*** Begin section ***

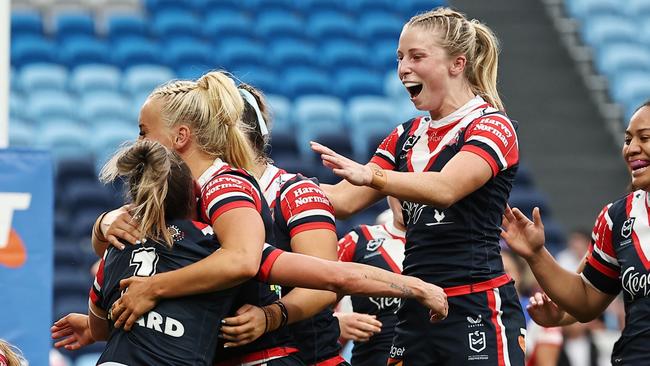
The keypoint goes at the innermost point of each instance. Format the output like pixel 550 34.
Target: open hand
pixel 348 169
pixel 248 324
pixel 133 303
pixel 523 236
pixel 72 332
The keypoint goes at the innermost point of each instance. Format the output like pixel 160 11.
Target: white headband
pixel 253 102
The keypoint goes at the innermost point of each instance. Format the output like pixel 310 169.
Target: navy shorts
pixel 482 328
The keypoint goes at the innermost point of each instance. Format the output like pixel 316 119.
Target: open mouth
pixel 413 88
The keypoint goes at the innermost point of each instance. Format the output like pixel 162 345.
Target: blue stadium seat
pixel 604 29
pixel 526 199
pixel 166 25
pixel 585 9
pixel 290 53
pixel 65 138
pixel 183 53
pixel 283 143
pixel 125 25
pixel 31 49
pixel 328 25
pixel 300 81
pixel 82 50
pixel 98 107
pixel 260 77
pixel 280 108
pixel 412 7
pixel 26 23
pixel 74 24
pixel 220 24
pixel 235 53
pixel 133 51
pixel 624 57
pixel 320 6
pixel 352 82
pixel 338 54
pixel 17 106
pixel 393 86
pixel 321 110
pixel 278 24
pixel 639 8
pixel 21 134
pixel 95 77
pixel 370 116
pixel 380 26
pixel 143 79
pixel 45 105
pixel 385 55
pixel 42 77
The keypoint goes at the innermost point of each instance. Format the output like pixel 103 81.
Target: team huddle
pixel 221 258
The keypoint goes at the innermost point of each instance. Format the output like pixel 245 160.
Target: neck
pixel 197 162
pixel 452 102
pixel 258 168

*** End section ***

The answer must be a word-for-word copy of all the entries, containing no pictures.

The keypoint goes at the innermost point of each instance. Format the output like pixel 550 34.
Target: open hand
pixel 348 169
pixel 248 324
pixel 133 303
pixel 523 236
pixel 72 332
The keypoint goes at the innermost point of each instance. Format the output like pixel 160 11.
Target: white headband
pixel 253 102
The keypoint goes at the innermost point of each instance. Format the output like pixel 310 169.
Target: navy shorts
pixel 482 328
The keypoint goes at the innermost point of each instance. Format the output like pixel 316 119.
Target: open mouth
pixel 413 88
The keypoint goes at the innermost point of each instance. Format the output like pixel 162 345.
Target: blue stadium seat
pixel 604 29
pixel 526 199
pixel 166 25
pixel 585 9
pixel 290 53
pixel 65 138
pixel 183 53
pixel 283 143
pixel 125 25
pixel 31 49
pixel 328 25
pixel 300 81
pixel 82 50
pixel 98 107
pixel 260 77
pixel 280 108
pixel 412 7
pixel 26 23
pixel 74 24
pixel 220 24
pixel 235 53
pixel 133 51
pixel 624 57
pixel 320 6
pixel 352 82
pixel 338 54
pixel 17 106
pixel 393 86
pixel 321 110
pixel 278 24
pixel 639 8
pixel 21 134
pixel 95 77
pixel 370 116
pixel 380 26
pixel 143 79
pixel 45 105
pixel 385 55
pixel 42 77
The keypoint goes at the innermost point of each instance. Format the output like pixel 103 81.
Target: team huddle
pixel 221 258
The keypoint goes at the innermost point of each instance. Format the output like pixel 245 160.
Target: neck
pixel 197 162
pixel 452 102
pixel 258 168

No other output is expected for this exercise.